BEGIN Records provided

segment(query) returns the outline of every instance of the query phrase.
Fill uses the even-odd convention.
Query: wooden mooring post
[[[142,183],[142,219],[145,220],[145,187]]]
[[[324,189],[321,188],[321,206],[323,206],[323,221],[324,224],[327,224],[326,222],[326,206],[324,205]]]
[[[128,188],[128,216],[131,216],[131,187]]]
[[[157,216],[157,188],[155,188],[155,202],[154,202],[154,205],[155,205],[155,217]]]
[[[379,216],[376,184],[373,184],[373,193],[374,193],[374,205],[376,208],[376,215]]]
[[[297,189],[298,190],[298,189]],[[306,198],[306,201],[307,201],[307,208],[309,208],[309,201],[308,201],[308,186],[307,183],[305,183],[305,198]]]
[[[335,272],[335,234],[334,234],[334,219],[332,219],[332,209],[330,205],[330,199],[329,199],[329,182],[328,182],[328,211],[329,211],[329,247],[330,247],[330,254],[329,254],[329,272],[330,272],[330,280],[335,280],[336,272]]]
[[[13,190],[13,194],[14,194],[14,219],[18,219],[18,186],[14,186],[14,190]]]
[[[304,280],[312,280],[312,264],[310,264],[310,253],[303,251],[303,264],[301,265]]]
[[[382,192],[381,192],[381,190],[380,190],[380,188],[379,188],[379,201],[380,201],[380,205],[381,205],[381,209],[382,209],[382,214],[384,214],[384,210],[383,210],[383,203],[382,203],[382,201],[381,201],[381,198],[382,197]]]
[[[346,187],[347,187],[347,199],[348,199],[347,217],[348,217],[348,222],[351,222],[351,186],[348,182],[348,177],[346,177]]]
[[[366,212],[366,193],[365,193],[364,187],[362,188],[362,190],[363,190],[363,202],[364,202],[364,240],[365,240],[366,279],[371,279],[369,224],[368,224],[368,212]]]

END Records provided

What is required: Copy every line above word for word, from the first line through the last.

The completed task:
segment(query) returns the outline of every instance of the query phrase.
Fill uses the even-odd convention.
Query: wooden mooring post
[[[142,183],[142,219],[145,220],[145,187]]]
[[[324,189],[321,188],[321,206],[323,206],[323,221],[324,224],[327,224],[326,222],[326,206],[324,205]]]
[[[128,188],[128,216],[131,216],[131,187]]]
[[[157,216],[157,188],[155,188],[155,202],[154,202],[154,205],[155,205],[155,217]]]
[[[379,216],[376,184],[373,184],[373,193],[374,193],[374,205],[376,208],[376,215]]]
[[[297,189],[298,190],[298,189]],[[306,198],[306,201],[307,201],[307,208],[309,208],[309,201],[308,201],[308,186],[307,183],[305,183],[305,198]]]
[[[335,272],[335,234],[334,234],[334,219],[332,219],[332,209],[330,205],[330,199],[329,199],[329,182],[328,182],[328,211],[329,211],[329,247],[330,247],[330,254],[329,254],[329,272],[330,272],[330,280],[335,280],[336,272]]]
[[[13,190],[13,194],[14,194],[14,219],[18,219],[18,186],[14,186],[14,190]]]
[[[304,280],[312,280],[312,264],[310,264],[310,253],[303,251],[303,264],[301,265]]]
[[[382,192],[381,192],[381,190],[380,190],[380,188],[379,188],[379,201],[380,201],[380,205],[381,205],[381,209],[382,209],[382,214],[384,214],[384,210],[383,210],[383,203],[382,203],[382,201],[381,201],[381,198],[382,197]]]
[[[346,187],[347,187],[347,199],[348,199],[347,217],[348,217],[348,222],[351,222],[351,186],[348,182],[348,177],[346,177]]]
[[[366,212],[366,193],[365,193],[364,187],[362,188],[362,190],[363,190],[363,202],[364,202],[364,240],[365,240],[366,279],[371,279],[369,224],[368,224],[368,212]]]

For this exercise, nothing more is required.